Exercise prompt
Copy out all lines of the listing below that hold "plate".

Excerpted data
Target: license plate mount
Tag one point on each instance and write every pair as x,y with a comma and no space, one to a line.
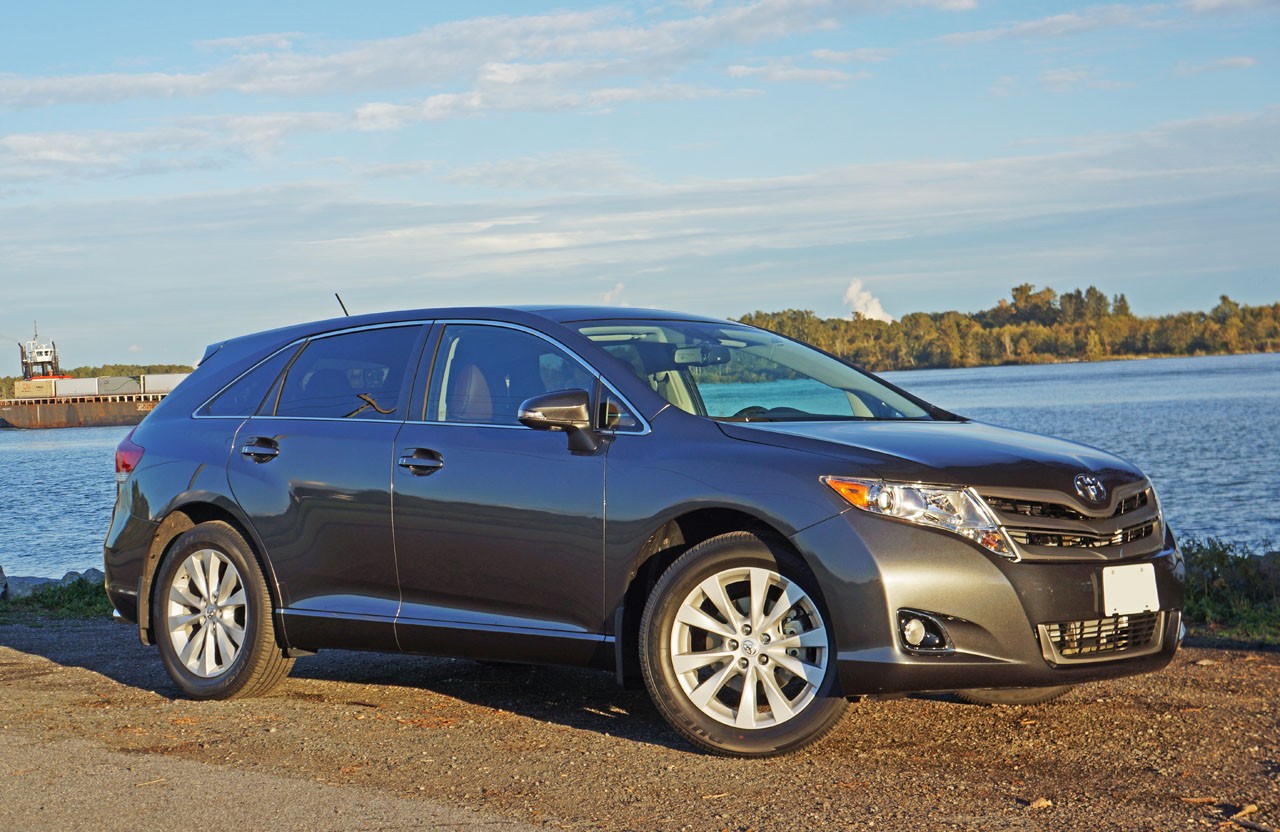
---
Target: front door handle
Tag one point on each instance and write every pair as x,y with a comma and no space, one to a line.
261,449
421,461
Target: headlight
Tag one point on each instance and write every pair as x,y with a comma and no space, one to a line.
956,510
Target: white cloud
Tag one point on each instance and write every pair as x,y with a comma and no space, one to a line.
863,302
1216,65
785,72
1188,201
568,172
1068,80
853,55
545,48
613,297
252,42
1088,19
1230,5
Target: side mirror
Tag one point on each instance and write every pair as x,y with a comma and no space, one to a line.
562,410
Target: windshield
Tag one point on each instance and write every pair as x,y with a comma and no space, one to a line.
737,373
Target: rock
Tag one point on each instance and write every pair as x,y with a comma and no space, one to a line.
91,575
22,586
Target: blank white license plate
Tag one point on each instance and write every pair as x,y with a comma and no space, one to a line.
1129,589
--
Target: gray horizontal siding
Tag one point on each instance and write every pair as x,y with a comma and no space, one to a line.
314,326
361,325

Output
Target: license plate mount
Target: blank white license plate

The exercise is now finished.